Step 4: Select the top k eigenvectors

Choose the top k eigenvectors that capture the desired amount of variance: $\mathbf{P} = [\mathbf{v}{(1)}, \mathbf{v}{(2)}, \ldots, \mathbf{v}_{(k)}]$ where $\mathbf{P}$ is an m x k matrix.

Step 5: Project the data

Project the centered data onto the new basis formed by the selected eigenvectors: $\mathbf{Y} = \mathbf{X}_{centered} \mathbf{P}$ where $\mathbf{Y}$ is an n x k matrix representing the transformed dataset in the new basis.

The resulting matrix $\mathbf{Y}$ contains the transformed dataset with n samples and k features, where each feature corresponds to a principal component. The first principal component (first column of $\mathbf{Y}$) captures the most variance, the second principal component (second column of $\mathbf{Y}$) captures the second-most variance, and so on.

PCA vs LDA

Principal Component Analysis (PCA) and Linear Discriminant Analysis (LDA) are both linear dimensionality reduction techniques, but they serve different purposes and operate based on different principles. Here’s a comparison between PCA and LDA:

PCA:

Objective:
- PCA aims to reduce the dimensionality of the data by transforming it into a new set of variables, the principal components, which capture the maximum variance in the data.
Method:
- PCA does not consider any class labels. It is an unsupervised method.
- It finds the directions (principal components) that maximize the variance of the data.
- The principal components are orthogonal (uncorrelated) to each other.
Computation:
- Compute the covariance matrix of the data.

## Supplied information
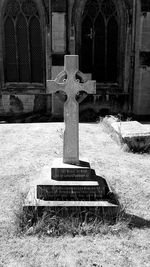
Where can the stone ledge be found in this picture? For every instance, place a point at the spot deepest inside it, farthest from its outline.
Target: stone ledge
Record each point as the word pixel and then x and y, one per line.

## Required actions
1. Rewrite the text on principal component analysis from "The resulting matrix" up to and including "variance, and so on.", substituting "observations" for "samples".
2. According to the text on principal component analysis, why does PCA count as an unsupervised method? Answer in one to three sentences.
3. Continue the text on principal component analysis from its final line.
The listing comes from a source unrelated to the text on principal component analysis.

## Responses for each task
1.
The resulting matrix $\mathbf{Y}$ contains the transformed dataset with n observations and k features, where each feature corresponds to a principal component. The first principal component (first column of $\mathbf{Y}$) captures the most variance, the second principal component (second column of $\mathbf{Y}$) captures the second-most variance, and so on.

2. PCA counts as an unsupervised method because it does not consider any class labels.

3.
- Calculate the eigenvalues and eigenvectors of the covariance matrix.
- Sort the eigenvectors by descending eigenvalues.
- Select the top ( k ) eigenvectors to form a new feature space.
Applications:
- Data visualization (e.g., reducing high-dimensional data to 2D or 3D).
- Noise reduction.
- Preprocessing for machine learning algorithms.
- Feature extraction.
Key Feature:
- PCA focuses on capturing the global variance structure of the data.

LDA:

Objective:
- LDA aims to reduce the dimensionality of the data while preserving as much of the class discriminatory information as possible. It maximizes the separation between multiple classes.
Method:
- LDA considers class labels. It is a supervised method.
- It finds the directions (linear discriminants) that maximize the ratio of the between-class variance to the within-class variance.
- The linear discriminants are not necessarily orthogonal.
Computation:
- Compute the within-class scatter matrix and the between-class scatter matrix.
- Calculate the eigenvalues and eigenvectors of the scatter matrices.
- Sort the eigenvectors by descending eigenvalues.
- Select the top ( k ) eigenvectors to form a new feature space.
Applications:
- Classification problems (e.g., reducing the dimensionality of the data before applying a classifier).
- Feature extraction for improving classifier performance.
- Face recognition and other pattern recognition tasks.
Key Feature:
- LDA focuses on maximizing class separability.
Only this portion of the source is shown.